What the task requires ::
Each line below needs to be printed again exactly.
Supplied data START
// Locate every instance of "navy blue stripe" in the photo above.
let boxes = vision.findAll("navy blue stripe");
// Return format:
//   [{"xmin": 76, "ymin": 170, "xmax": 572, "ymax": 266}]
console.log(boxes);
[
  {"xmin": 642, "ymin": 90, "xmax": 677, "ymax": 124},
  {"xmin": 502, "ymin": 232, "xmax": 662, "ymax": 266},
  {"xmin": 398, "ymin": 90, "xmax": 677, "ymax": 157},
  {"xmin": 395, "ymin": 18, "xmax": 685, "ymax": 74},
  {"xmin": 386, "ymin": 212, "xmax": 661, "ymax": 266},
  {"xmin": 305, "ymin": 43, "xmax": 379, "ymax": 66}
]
Supplied data END
Exercise result ::
// Locate every instance of "navy blue stripe" in the photo above.
let boxes = vision.findAll("navy blue stripe");
// Return format:
//   [{"xmin": 76, "ymin": 170, "xmax": 572, "ymax": 266}]
console.log(boxes);
[
  {"xmin": 642, "ymin": 90, "xmax": 677, "ymax": 124},
  {"xmin": 502, "ymin": 232, "xmax": 662, "ymax": 266},
  {"xmin": 398, "ymin": 90, "xmax": 677, "ymax": 157},
  {"xmin": 395, "ymin": 18, "xmax": 685, "ymax": 74},
  {"xmin": 386, "ymin": 212, "xmax": 661, "ymax": 266},
  {"xmin": 305, "ymin": 43, "xmax": 379, "ymax": 66}
]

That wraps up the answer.